▶ [Extract to read]:
-------------------------

Community and the Dangers of Isolation ~ A Guest Post by Elise Stephens

Happy New Year everyone! This week, I have a special treat for you…. the very first guest post here on Lisa’s Liberation (yay)!! It is with nothing but pleasure that I allow the very lovely and talented Elise Stephens to take over my blog today…

Elise Stephens believes strongly in the healthful benefits of communities and friendships to keep her from going nuts.  She received the Eugene Van Buren Prize for Fiction from the University of Washington in 2007.  When she isn’t writing, she enjoys seeing live theater, swing dancing, eating tiramisu, singing, and painting.  She lives in Seattle with her husband James.  Her novel Moonlight and Oranges was a quarter-finalist for the 2011 Amazon Breakthrough Novel Award.

            I begin the “writing” part of my day in silence and solitude.  My husband has left for work to spend most of his waking hours apart from me, and I sit with my paper, pen, and laptop ready to face myself, my thoughts, and whatever the amorphous world has to say about me and my writing. 

            No matter how many friends I have on Twitter or Facebook or the number of new emails my Gmail counter says are in my box, I can’t escape the loneliness that spreads quickly through the air in my house.  

            It’s a love/hate relationship when it comes to people and my work.  In college and afterwards, I made a point of telling people that I don’t like to collaborate, that group projects suck, and that I work better alone.  But when I got to test their theory, put me in a room by myself for a week and I’ll be begging you to bring someone, anyone, into the room with me.  The visitor doesn’t even have to talk; he or she just needs to share the space, breathe the same air, live in the same sphere.

            I wasn’t made to live 100% alone.  I wasn’t made to work 100% alone.   I know there are those who find peace and rejuvenation in solo time, and I respect that.  But I don’t believe it’s a healthy lifestyle for long periods. 

           When I quit my job to pursue writing full-time, it was a gutsy risk on two levels.  The first and obvious one was that I had no guarantees that anything I did with my writing would come to fruition or success.  The second more subtle risk was that I was cutting myself off from my co-workers, a community who fed a lot of my social needs.  I knew I couldn’t rely on my husband for all of my social interactions when he got home from work.  He’s a soft-spoken engineer whose daily quota of words if much lower than mine, and it would be an unfair expectation. 

            My career change had transferred my need for people into my own court of responsibility, and I wasn’t sure if I was up to the task—that is, to keep myself from depression and mild insanity.  Sure enough, I learned that if I spent a long amount of time by myself, no matter whether the task was creative or analytical, the depression would begin.  I soon had a hard time pulling myself out of bed, I’d count off the hours until my husband came home, and I’d started dreaming of “better” more financially savvy things to do with my time.  Now, keep in mind, being a novelist is a dream I’ve nurtured since early high school.  This was a deep part of me that was now dying and growing dark.

-------------------------

▶ [What to do]:
**a.** Translate this sentence from the guest post into Spanish: "Now, keep in mind, being a novelist is a dream I’ve nurtured since early high school."
**b.** Write out the passage of the guest post that begins at the words "No matter how" and stops after the words "the same sphere.".

-------------------------

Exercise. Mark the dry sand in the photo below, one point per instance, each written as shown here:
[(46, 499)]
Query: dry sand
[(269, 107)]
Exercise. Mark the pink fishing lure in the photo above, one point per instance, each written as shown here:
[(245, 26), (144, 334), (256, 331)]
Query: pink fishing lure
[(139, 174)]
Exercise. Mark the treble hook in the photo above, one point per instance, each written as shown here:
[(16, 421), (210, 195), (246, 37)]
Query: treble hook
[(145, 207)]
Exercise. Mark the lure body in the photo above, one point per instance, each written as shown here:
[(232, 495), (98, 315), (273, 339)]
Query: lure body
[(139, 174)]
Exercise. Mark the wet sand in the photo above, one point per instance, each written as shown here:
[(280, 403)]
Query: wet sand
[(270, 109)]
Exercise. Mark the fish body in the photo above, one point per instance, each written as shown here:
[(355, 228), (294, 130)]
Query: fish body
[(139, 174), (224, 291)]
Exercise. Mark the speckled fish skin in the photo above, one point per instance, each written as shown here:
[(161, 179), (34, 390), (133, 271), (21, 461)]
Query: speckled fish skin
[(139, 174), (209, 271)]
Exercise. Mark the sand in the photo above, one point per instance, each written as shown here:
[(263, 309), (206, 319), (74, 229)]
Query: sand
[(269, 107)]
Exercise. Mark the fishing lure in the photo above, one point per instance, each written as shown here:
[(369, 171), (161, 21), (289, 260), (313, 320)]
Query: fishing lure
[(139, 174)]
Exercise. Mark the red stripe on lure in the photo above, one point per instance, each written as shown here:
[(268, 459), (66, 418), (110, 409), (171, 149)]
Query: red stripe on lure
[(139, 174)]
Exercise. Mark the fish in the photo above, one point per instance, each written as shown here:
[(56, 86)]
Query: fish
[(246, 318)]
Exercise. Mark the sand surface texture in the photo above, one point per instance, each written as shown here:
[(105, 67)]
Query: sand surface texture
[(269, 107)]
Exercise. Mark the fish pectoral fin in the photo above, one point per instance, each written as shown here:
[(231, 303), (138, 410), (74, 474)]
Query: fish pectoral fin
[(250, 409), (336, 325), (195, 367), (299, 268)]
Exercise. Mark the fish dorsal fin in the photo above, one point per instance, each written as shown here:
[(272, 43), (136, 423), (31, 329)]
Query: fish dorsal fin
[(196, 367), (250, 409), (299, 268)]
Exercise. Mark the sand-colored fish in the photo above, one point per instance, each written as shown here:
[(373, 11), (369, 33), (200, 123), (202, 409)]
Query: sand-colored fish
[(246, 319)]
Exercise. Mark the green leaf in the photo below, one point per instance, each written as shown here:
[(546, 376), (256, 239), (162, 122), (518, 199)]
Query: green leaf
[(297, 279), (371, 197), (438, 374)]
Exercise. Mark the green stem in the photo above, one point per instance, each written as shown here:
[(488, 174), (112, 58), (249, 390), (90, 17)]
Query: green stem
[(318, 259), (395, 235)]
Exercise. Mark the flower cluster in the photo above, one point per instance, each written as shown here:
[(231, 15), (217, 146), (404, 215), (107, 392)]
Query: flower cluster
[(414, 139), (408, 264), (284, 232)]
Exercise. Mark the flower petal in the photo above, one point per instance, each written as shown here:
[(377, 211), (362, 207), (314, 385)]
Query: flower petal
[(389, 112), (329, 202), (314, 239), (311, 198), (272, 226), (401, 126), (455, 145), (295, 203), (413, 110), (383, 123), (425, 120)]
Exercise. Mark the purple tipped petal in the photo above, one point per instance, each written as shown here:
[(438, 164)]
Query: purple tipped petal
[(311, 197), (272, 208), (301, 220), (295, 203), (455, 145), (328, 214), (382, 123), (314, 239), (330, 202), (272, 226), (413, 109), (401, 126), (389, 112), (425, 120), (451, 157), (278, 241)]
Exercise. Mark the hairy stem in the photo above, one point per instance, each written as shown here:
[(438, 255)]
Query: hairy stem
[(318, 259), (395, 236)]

-------------------------

▶ [Solutions in order]:
**a.** Ahora bien, tengan en cuenta que ser novelista es un sueño que he cultivado desde los primeros años de la secundaria.

**b.**
No matter how many friends I have on Twitter or Facebook or the number of new emails my Gmail counter says are in my box, I can’t escape the loneliness that spreads quickly through the air in my house.  

            It’s a love/hate relationship when it comes to people and my work.  In college and afterwards, I made a point of telling people that I don’t like to collaborate, that group projects suck, and that I work better alone.  But when I got to test their theory, put me in a room by myself for a week and I’ll be begging you to bring someone, anyone, into the room with me.  The visitor doesn’t even have to talk; he or she just needs to share the space, breathe the same air, live in the same sphere.